__Assigned task__: Write out the lines from the top of the material through the line with "box: [592, 114, 975, 337]", exactly and with nothing added.

__Records for processing__:

——

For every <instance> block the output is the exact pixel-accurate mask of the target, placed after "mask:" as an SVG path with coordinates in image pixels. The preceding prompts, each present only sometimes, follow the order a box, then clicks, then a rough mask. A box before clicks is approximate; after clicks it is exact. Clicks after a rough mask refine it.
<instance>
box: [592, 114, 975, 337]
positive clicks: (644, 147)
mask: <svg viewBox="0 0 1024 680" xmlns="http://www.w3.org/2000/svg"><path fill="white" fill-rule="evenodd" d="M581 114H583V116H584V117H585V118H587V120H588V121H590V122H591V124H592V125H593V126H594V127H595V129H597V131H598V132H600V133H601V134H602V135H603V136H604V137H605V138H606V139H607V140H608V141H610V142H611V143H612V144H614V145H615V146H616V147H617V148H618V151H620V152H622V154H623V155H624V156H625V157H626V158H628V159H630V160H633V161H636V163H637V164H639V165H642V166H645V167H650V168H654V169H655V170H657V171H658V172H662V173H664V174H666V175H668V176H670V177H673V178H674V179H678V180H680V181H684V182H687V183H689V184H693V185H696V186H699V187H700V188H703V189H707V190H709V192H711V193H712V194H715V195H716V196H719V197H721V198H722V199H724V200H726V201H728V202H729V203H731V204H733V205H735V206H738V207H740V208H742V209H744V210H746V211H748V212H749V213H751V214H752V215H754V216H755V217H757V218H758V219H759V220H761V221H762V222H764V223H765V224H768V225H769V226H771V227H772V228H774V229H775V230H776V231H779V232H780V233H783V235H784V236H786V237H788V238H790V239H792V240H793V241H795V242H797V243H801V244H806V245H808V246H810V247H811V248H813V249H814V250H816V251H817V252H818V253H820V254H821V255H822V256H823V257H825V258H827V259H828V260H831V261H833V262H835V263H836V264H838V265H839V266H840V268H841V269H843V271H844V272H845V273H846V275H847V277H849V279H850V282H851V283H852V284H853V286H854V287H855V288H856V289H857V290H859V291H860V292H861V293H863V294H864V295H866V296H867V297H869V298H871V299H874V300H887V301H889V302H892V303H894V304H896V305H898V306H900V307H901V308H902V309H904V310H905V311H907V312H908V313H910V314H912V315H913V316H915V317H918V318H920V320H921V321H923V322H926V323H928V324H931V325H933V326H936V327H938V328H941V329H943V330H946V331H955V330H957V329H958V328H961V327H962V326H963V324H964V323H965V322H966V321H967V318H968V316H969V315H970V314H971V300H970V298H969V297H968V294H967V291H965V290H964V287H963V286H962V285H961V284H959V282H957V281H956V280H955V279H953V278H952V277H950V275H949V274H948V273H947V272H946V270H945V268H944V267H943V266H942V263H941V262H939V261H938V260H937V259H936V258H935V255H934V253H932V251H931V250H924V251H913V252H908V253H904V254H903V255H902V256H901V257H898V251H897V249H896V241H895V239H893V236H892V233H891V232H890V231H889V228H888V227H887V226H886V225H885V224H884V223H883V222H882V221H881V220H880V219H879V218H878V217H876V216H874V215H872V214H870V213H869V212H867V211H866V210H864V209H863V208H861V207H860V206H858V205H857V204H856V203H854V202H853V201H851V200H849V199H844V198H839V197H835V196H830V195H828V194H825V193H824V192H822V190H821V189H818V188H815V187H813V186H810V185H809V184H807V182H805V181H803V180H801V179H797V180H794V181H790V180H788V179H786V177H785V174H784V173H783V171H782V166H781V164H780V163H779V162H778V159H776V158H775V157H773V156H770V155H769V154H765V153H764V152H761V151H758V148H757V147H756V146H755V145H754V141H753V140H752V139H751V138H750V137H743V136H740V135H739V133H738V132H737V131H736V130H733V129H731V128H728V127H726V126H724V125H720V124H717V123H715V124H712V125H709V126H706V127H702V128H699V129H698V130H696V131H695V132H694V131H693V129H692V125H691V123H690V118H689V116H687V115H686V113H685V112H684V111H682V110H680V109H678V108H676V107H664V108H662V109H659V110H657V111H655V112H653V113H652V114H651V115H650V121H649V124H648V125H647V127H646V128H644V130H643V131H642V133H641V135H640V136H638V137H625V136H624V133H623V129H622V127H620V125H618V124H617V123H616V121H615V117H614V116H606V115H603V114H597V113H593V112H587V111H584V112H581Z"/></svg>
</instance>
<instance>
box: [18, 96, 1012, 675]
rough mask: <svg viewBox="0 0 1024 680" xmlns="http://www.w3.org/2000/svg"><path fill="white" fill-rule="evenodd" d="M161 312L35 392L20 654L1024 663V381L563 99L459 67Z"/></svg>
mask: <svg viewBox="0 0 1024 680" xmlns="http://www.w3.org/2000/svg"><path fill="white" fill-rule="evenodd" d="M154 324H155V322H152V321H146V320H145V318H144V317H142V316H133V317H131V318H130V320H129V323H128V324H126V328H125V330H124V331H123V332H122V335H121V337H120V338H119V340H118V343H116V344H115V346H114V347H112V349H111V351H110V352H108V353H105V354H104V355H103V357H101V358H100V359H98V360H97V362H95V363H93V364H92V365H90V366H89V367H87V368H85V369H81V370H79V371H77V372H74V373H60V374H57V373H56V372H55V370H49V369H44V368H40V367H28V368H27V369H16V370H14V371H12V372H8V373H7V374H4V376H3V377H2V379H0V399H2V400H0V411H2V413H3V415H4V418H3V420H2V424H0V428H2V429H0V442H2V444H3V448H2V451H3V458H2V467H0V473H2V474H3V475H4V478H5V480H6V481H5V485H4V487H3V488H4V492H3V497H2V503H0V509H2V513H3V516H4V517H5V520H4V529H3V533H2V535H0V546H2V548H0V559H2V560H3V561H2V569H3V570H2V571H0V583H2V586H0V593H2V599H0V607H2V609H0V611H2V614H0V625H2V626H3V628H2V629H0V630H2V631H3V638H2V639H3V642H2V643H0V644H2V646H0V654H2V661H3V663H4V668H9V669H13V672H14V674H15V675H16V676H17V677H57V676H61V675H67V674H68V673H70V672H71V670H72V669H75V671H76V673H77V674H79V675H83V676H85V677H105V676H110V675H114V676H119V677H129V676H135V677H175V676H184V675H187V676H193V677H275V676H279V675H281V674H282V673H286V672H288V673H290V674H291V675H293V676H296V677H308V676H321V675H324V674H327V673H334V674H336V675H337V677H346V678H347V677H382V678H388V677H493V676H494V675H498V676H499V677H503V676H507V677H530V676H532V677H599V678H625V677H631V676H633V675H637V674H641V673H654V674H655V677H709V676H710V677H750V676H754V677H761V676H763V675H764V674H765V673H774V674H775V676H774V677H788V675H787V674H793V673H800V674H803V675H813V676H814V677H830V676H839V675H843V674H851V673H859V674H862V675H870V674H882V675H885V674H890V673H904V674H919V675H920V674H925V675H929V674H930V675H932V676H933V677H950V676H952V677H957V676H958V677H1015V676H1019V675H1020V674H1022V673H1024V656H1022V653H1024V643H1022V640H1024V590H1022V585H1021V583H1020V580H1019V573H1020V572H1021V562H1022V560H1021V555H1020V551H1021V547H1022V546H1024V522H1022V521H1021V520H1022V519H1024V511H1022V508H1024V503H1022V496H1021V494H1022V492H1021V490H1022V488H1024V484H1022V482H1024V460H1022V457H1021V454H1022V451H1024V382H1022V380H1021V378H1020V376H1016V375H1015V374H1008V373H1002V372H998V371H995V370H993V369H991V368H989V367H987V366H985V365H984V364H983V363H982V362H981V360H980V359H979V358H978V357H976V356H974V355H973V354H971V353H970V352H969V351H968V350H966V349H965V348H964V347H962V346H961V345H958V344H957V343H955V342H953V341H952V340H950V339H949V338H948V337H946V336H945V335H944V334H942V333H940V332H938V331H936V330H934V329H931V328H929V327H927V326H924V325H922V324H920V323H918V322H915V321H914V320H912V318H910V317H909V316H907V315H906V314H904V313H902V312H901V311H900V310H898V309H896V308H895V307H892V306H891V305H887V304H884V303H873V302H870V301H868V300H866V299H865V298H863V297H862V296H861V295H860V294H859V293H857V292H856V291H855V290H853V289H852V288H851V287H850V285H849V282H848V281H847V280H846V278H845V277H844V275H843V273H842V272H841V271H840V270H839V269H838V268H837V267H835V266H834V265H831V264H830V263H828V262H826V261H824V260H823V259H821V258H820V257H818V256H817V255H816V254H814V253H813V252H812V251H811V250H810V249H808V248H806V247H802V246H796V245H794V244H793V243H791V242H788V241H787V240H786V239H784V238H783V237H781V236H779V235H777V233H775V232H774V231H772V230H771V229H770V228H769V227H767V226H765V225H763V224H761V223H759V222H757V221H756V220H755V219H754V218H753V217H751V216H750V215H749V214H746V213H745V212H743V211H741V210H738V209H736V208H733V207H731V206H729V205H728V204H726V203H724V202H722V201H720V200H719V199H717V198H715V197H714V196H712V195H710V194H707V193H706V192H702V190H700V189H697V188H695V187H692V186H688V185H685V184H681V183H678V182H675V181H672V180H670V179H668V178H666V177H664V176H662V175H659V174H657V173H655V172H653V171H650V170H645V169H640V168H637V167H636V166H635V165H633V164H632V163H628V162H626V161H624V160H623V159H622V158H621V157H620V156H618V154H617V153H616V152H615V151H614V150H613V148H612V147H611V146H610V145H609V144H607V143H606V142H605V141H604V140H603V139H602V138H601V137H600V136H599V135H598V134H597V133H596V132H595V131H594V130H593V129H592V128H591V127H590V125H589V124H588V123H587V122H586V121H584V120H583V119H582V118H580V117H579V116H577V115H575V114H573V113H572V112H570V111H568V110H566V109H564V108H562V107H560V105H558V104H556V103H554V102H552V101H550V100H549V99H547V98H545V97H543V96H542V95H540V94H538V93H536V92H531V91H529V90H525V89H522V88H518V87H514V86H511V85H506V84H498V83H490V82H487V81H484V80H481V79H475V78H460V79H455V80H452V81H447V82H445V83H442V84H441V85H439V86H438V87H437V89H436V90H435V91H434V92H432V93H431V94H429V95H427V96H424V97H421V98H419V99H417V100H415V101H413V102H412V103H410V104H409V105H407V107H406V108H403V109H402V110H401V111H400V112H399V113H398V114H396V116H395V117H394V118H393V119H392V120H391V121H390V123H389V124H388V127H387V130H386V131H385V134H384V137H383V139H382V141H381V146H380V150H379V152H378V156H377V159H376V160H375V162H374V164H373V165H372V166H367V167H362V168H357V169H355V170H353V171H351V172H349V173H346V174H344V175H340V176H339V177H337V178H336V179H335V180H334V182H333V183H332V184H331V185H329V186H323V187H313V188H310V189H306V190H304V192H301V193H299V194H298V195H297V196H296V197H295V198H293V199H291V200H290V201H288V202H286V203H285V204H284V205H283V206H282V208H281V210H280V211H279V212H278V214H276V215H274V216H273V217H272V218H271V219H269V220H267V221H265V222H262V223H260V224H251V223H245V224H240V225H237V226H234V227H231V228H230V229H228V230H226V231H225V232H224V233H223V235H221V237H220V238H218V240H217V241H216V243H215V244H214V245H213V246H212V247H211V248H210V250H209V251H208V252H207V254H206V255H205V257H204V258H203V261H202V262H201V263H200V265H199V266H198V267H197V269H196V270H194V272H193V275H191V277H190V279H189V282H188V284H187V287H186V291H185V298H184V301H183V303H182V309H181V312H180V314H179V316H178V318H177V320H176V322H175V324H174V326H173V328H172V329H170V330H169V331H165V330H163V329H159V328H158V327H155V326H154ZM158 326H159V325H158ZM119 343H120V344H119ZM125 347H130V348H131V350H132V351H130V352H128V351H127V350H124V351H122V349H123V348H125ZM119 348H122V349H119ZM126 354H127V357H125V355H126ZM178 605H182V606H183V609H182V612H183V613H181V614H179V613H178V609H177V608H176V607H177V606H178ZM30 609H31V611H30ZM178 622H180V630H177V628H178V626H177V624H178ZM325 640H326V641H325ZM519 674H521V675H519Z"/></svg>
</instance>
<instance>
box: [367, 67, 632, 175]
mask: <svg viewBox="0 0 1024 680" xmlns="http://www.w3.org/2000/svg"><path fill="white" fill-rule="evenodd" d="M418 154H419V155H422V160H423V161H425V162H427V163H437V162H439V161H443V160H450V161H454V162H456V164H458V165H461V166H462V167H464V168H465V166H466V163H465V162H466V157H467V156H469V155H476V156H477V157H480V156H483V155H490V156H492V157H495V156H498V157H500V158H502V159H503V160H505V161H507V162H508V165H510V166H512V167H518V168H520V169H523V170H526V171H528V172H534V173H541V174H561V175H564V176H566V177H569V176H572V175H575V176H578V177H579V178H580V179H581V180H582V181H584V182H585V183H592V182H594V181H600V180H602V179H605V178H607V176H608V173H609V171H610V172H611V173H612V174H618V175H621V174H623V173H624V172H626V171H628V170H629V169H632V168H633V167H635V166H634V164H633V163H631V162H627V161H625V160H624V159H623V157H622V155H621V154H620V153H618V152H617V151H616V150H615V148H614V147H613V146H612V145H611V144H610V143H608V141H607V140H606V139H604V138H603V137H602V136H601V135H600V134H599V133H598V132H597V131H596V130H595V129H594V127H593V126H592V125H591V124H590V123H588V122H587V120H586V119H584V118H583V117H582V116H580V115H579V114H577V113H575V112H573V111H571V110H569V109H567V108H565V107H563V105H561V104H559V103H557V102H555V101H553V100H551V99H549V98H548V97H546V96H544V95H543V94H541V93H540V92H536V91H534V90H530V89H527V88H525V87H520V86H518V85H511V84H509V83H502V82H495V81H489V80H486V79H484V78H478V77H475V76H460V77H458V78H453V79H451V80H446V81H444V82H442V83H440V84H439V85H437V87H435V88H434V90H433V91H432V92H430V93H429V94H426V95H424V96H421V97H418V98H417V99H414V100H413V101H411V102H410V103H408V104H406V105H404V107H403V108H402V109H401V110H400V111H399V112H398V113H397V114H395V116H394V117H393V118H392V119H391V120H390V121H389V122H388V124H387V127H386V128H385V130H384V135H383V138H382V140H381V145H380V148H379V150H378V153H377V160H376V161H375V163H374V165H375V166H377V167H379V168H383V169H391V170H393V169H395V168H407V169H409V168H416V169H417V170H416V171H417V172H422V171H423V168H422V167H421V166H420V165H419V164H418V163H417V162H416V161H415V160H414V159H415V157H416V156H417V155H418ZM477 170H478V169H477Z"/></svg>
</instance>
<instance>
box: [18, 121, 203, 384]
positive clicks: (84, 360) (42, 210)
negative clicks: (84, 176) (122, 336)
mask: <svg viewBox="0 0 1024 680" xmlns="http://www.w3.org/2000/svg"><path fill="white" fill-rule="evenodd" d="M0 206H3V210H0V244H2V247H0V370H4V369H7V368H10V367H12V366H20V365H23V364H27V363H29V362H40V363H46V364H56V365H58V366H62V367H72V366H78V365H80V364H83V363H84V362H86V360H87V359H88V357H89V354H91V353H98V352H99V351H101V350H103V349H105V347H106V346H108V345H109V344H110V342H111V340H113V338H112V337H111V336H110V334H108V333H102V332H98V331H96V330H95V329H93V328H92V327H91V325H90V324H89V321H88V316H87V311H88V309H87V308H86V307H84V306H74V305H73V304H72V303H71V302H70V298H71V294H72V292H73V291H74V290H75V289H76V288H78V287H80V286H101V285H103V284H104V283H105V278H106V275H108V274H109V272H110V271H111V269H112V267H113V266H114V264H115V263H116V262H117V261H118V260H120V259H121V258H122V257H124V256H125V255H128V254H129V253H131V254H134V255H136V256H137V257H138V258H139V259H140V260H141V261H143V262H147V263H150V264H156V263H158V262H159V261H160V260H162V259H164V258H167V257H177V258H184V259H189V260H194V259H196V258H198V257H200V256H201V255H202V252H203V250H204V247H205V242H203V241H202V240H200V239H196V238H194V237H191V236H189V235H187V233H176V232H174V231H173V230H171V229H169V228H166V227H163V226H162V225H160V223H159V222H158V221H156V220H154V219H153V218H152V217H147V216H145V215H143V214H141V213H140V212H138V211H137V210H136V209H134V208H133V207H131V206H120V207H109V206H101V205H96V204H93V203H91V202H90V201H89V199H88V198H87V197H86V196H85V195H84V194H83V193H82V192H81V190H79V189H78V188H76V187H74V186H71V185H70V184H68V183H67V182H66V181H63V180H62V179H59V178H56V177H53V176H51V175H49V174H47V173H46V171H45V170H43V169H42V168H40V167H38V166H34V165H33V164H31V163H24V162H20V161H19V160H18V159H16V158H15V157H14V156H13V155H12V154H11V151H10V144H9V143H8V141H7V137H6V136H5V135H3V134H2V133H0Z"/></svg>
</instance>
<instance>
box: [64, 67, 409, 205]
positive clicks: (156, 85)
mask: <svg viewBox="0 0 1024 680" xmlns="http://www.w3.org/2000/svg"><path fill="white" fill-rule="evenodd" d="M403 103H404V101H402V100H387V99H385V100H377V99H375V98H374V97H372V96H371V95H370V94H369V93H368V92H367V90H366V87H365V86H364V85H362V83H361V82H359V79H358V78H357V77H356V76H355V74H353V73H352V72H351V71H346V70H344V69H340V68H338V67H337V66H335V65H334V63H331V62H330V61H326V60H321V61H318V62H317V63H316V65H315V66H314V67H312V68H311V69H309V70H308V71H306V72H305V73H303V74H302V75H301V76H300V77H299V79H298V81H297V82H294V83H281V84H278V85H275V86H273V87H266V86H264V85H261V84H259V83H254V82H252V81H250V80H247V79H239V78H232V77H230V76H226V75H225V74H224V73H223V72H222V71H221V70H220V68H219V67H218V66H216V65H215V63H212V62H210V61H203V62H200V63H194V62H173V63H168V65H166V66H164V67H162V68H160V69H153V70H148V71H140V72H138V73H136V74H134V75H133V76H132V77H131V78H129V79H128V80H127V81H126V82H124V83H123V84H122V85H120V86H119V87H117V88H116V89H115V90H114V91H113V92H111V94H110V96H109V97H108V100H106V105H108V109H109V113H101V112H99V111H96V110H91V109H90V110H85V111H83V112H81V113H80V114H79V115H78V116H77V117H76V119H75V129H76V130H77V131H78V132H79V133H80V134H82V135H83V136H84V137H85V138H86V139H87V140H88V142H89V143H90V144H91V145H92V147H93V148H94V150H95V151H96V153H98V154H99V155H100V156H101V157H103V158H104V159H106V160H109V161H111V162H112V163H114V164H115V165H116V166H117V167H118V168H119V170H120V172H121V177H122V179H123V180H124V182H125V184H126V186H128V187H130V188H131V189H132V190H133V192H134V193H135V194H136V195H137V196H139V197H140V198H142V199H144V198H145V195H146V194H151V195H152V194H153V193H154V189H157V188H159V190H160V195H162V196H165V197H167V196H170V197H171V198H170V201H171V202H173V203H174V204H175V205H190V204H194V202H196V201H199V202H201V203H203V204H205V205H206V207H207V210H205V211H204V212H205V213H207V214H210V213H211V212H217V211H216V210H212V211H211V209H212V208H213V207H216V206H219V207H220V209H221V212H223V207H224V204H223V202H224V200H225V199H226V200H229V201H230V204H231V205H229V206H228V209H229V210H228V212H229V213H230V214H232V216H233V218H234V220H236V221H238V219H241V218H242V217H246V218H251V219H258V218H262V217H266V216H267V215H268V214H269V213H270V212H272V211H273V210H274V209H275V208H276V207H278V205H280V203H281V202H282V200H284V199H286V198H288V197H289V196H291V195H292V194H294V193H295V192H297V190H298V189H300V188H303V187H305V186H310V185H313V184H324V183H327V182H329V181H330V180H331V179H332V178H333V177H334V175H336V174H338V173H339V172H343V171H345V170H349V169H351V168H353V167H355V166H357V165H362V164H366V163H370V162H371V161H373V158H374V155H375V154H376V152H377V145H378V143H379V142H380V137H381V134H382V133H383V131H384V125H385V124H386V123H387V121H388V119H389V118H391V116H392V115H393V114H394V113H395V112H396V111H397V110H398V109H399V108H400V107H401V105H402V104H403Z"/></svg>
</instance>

——

__Expected output__:
For every <instance> block the output is the exact pixel-accurate mask of the target, placed after "mask:" as an SVG path with coordinates in image pixels. The preceding prompts, each present only sometimes, follow the order a box, then clicks, then a rough mask. A box before clicks is approximate; after clicks it is exact. Clicks after a rough mask refine it.
<instance>
box: [592, 114, 975, 337]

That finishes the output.